The page on getting class attribution for deep learning models shows an interpret.py command line. Name every argument placeholder in it.

Supplied text:
>>>

Get class attribution for deep learning models#

This explains the use of interpret.py for deep learning through genomicBERT.

Source data#

Source data is a path to a trained pytorch classifier model directory OR a wandb run.

Results#

Note

Entry points are available if this is installed using the automated conda method. You can then use the command line argument directly, for example: create_dataset_bio. If not, you will need to use the script directly, which follows the same naming pattern, for example: python create_dataset_bio.py.

Running the code as below:

Deep learning#

Input sequences can be provided as multiple strings and/or fasta files. If a string is provided, the file name will be the first 16 characters of the string followed by a unique string. If a fasta file is provided, the file name(s) will be the fasta header. Label names must be sorted in the order of labels, eg category 1, category 2.

python interpret.py <MODEL_PATH> <INPUT_SEQS ...> [TOKENISER_PATH] [OUTPUT_DIR] [LABEL_NAMES ...]

Notes#

More information on transformers interpretability is available here.

Usage#

genomicBERT: Deep learning#

Sequences to test for class attribution can be provided directly or as fasta files.

<<<

Data listing:

>>>

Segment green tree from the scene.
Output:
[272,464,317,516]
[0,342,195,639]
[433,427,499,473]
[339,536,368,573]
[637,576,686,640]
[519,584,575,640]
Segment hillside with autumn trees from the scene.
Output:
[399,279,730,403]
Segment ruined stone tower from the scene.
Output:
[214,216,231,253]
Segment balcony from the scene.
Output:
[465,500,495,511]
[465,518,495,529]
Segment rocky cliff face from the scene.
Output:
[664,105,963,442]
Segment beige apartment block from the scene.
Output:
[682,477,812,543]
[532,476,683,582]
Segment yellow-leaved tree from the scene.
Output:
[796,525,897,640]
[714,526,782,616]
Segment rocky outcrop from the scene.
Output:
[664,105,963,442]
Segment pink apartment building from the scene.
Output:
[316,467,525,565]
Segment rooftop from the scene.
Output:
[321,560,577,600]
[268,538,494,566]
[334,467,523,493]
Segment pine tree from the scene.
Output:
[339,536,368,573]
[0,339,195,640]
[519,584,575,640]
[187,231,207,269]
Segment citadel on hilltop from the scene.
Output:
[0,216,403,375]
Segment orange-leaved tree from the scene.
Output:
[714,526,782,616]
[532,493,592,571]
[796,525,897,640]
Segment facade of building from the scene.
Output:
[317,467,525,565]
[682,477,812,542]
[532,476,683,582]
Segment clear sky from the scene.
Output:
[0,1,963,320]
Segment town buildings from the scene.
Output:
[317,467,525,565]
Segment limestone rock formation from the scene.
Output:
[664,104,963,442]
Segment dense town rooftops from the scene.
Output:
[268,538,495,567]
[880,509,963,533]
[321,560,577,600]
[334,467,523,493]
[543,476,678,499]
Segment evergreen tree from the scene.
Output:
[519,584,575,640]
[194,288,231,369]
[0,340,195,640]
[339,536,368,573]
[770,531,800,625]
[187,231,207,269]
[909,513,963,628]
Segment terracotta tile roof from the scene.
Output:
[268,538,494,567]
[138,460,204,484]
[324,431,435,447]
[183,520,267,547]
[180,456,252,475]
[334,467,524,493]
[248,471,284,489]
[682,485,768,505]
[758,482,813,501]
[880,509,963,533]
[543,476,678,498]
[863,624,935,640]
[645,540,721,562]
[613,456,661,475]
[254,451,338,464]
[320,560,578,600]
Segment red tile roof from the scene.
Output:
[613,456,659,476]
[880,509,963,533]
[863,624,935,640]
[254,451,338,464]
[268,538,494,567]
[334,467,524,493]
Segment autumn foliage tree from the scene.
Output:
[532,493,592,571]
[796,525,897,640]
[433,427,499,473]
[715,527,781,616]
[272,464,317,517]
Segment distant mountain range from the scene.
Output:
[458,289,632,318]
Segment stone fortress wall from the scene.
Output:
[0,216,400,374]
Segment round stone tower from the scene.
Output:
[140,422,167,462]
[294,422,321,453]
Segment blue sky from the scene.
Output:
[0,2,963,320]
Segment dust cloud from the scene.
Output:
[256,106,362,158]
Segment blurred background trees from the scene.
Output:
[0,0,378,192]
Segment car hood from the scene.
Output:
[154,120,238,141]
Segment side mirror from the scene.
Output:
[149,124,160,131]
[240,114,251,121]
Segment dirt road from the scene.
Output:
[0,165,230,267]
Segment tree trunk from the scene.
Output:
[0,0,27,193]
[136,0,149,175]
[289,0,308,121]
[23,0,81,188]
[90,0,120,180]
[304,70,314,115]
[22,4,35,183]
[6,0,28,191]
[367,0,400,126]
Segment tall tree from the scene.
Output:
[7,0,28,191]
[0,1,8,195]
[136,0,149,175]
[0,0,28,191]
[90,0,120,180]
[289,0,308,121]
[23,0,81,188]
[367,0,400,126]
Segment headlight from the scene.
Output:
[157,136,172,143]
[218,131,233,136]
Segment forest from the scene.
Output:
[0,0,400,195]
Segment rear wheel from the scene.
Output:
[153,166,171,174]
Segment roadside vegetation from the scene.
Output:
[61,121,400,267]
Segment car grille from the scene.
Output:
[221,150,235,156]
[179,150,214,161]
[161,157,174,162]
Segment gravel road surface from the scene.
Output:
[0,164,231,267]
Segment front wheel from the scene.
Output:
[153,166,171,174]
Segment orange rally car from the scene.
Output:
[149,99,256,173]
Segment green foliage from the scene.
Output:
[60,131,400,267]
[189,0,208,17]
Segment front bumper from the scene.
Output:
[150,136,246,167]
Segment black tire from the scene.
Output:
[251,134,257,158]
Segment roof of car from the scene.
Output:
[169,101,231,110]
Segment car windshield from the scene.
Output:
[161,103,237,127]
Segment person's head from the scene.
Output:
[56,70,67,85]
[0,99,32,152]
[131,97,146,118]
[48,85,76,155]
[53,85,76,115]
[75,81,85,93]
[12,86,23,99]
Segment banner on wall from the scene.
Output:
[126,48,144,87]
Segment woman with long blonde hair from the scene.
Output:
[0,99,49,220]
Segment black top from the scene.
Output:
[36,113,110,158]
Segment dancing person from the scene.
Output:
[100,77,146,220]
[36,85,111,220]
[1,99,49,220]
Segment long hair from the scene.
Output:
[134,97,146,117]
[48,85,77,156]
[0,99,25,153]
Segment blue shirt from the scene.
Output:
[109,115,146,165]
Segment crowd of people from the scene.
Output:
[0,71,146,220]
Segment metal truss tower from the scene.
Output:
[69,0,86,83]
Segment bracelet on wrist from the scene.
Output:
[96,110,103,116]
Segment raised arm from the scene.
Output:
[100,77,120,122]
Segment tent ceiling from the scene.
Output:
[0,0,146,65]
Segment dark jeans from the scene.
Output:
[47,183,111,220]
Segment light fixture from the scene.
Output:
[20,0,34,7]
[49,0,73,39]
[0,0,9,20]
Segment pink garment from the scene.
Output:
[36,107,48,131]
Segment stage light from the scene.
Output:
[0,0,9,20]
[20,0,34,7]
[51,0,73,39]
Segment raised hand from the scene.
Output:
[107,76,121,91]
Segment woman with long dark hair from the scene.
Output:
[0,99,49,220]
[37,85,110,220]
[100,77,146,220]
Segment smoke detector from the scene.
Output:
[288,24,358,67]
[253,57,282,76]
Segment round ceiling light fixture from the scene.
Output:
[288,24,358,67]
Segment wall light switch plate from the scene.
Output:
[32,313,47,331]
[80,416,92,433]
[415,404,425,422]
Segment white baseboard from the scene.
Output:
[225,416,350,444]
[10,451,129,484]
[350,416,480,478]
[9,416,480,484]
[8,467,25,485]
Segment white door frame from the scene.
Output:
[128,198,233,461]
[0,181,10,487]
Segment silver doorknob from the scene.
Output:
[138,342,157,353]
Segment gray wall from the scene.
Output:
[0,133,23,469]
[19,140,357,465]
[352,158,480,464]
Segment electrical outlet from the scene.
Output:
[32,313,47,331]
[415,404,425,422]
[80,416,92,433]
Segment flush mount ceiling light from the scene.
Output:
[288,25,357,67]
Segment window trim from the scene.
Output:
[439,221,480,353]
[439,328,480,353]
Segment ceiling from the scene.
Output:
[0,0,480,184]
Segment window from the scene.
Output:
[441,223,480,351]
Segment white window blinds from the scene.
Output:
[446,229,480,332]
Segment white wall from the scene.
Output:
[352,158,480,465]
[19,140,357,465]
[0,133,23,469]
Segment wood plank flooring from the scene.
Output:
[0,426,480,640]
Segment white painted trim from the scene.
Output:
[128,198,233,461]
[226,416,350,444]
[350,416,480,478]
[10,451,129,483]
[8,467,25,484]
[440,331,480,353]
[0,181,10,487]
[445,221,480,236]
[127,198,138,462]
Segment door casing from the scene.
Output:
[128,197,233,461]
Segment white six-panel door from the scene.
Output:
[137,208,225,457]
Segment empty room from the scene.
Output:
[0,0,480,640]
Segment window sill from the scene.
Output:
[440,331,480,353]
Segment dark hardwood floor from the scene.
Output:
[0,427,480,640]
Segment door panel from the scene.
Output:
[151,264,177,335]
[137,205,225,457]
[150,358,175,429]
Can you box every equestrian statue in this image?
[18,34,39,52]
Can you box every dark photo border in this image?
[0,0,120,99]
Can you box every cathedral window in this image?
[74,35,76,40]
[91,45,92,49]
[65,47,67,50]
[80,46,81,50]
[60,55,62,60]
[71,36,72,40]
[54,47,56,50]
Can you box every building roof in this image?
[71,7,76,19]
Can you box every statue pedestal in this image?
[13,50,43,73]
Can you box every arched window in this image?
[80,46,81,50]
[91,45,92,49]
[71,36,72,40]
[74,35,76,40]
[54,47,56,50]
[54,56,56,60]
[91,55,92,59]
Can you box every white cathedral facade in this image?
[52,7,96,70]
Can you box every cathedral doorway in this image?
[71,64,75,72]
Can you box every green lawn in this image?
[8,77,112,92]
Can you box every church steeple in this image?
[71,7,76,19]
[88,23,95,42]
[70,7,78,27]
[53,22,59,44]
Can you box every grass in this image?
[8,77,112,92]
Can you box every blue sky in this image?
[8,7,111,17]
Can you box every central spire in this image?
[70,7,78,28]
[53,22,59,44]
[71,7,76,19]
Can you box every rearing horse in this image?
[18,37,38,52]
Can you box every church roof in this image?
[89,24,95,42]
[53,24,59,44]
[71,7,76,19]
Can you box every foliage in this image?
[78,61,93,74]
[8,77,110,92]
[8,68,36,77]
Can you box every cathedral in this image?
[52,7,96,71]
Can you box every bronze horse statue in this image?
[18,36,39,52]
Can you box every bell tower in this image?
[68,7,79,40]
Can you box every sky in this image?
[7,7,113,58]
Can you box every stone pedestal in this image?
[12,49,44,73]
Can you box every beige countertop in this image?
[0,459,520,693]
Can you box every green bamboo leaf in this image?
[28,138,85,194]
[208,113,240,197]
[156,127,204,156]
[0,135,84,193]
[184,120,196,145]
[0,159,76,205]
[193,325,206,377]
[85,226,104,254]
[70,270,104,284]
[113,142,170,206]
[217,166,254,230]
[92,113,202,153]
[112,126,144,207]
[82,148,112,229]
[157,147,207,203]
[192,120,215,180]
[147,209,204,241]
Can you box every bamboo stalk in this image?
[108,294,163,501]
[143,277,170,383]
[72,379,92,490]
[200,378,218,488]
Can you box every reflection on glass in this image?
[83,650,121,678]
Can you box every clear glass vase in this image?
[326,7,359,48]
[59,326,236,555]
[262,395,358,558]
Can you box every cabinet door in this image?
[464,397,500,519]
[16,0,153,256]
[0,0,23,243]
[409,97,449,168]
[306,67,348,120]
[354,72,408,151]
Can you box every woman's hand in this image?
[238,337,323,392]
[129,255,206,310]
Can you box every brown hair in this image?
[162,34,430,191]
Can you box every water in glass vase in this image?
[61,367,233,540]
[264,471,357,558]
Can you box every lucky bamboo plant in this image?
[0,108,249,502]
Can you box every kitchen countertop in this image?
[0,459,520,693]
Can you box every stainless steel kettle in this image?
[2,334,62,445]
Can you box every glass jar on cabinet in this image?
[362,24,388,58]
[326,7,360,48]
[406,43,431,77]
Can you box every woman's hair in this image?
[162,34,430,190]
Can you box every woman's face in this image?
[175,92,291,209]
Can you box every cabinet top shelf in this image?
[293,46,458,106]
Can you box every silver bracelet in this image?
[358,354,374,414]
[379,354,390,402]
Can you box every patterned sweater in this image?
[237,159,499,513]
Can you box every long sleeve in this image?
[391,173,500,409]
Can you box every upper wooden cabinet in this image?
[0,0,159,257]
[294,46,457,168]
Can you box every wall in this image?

<<<

Task result: MODEL_PATH, INPUT_SEQS, TOKENISER_PATH, OUTPUT_DIR, LABEL_NAMES